Problem to solve:
At the line with "x=297, y=228", start transcribing; stop after the last line of the data below. Keep it exact and leave pictures out.

__________________________________________________

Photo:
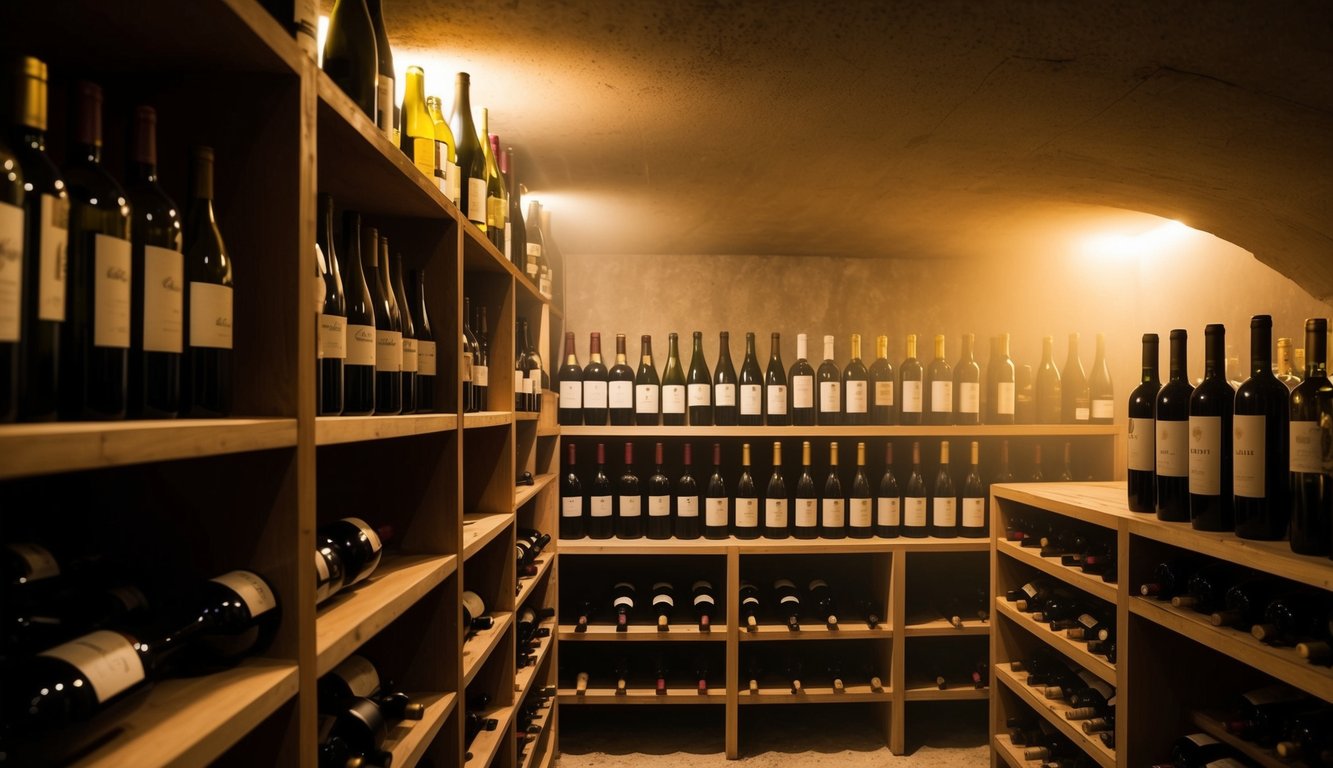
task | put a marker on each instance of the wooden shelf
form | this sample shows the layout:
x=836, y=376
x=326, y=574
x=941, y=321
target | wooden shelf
x=1075, y=651
x=193, y=720
x=356, y=615
x=1051, y=566
x=332, y=430
x=409, y=739
x=1053, y=710
x=477, y=648
x=69, y=446
x=1281, y=663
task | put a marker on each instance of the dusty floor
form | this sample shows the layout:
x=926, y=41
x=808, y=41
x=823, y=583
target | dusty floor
x=940, y=735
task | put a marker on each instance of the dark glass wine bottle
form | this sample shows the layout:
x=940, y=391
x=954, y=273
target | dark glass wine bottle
x=1260, y=447
x=159, y=282
x=1211, y=439
x=1173, y=436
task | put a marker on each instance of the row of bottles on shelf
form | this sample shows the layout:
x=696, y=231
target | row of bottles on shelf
x=1253, y=459
x=917, y=392
x=111, y=304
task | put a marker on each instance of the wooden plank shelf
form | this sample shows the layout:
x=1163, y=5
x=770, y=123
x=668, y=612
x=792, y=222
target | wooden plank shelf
x=333, y=430
x=71, y=446
x=477, y=648
x=1096, y=664
x=1281, y=663
x=356, y=615
x=1053, y=710
x=1051, y=566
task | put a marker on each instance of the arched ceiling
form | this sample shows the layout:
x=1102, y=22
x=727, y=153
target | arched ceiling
x=919, y=128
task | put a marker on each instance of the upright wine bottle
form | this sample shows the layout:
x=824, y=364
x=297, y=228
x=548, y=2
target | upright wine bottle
x=1260, y=470
x=159, y=276
x=805, y=508
x=673, y=386
x=95, y=344
x=801, y=380
x=751, y=387
x=1173, y=436
x=1211, y=439
x=647, y=386
x=1309, y=486
x=207, y=371
x=775, y=386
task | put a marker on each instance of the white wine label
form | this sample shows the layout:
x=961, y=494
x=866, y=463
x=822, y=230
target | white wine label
x=1249, y=454
x=252, y=590
x=673, y=399
x=944, y=512
x=1307, y=448
x=1173, y=448
x=11, y=271
x=724, y=395
x=388, y=351
x=887, y=511
x=747, y=512
x=571, y=394
x=645, y=399
x=752, y=400
x=969, y=398
x=209, y=315
x=52, y=260
x=1143, y=446
x=111, y=292
x=107, y=659
x=620, y=394
x=973, y=512
x=1205, y=455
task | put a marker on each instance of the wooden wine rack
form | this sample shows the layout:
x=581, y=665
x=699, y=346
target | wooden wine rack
x=248, y=492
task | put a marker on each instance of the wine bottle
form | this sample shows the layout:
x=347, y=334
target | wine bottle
x=472, y=160
x=659, y=499
x=916, y=524
x=95, y=343
x=1211, y=439
x=805, y=512
x=595, y=384
x=620, y=388
x=1172, y=412
x=673, y=386
x=647, y=386
x=888, y=504
x=159, y=278
x=351, y=55
x=939, y=387
x=699, y=386
x=1049, y=394
x=832, y=503
x=775, y=386
x=1261, y=430
x=911, y=383
x=717, y=503
x=967, y=386
x=829, y=396
x=45, y=238
x=207, y=370
x=1141, y=443
x=747, y=500
x=685, y=499
x=1000, y=384
x=600, y=518
x=725, y=412
x=776, y=520
x=1309, y=486
x=1075, y=396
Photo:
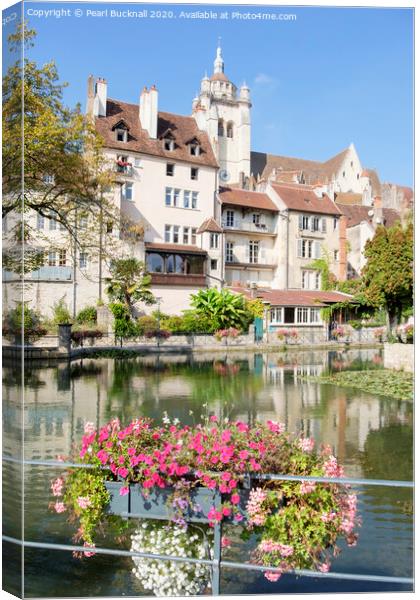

__________________________________________________

Answer below:
x=297, y=228
x=548, y=2
target | upright wine bottle
x=1260, y=470
x=159, y=276
x=805, y=508
x=673, y=386
x=95, y=344
x=801, y=380
x=751, y=387
x=1173, y=436
x=1211, y=439
x=647, y=386
x=1309, y=486
x=207, y=371
x=775, y=386
task | put a marker on each instance of the white wine label
form | this sample shows the layout:
x=961, y=494
x=866, y=463
x=822, y=230
target | white wine label
x=1249, y=454
x=252, y=590
x=673, y=399
x=944, y=512
x=1307, y=448
x=1173, y=448
x=11, y=271
x=724, y=395
x=388, y=351
x=887, y=511
x=747, y=512
x=571, y=394
x=645, y=399
x=752, y=400
x=969, y=398
x=209, y=315
x=52, y=260
x=1143, y=446
x=111, y=292
x=107, y=659
x=620, y=394
x=973, y=512
x=1205, y=455
task | put a marker on each instance of the wooden wine rack
form | this sample shows the layout:
x=581, y=665
x=699, y=346
target | wooden wine rack
x=248, y=492
task | put a marker on each instance of the wine bottle
form | this sample shows the layout:
x=347, y=334
target | wine bottle
x=472, y=160
x=659, y=499
x=916, y=524
x=95, y=343
x=1211, y=439
x=805, y=512
x=595, y=384
x=620, y=388
x=1172, y=412
x=673, y=386
x=647, y=386
x=888, y=504
x=159, y=278
x=351, y=55
x=939, y=387
x=699, y=386
x=1049, y=394
x=832, y=503
x=775, y=386
x=1261, y=430
x=911, y=383
x=717, y=503
x=967, y=386
x=829, y=396
x=45, y=238
x=207, y=370
x=1141, y=443
x=747, y=500
x=685, y=499
x=1000, y=384
x=600, y=518
x=725, y=412
x=776, y=520
x=1309, y=486
x=1075, y=396
Photo:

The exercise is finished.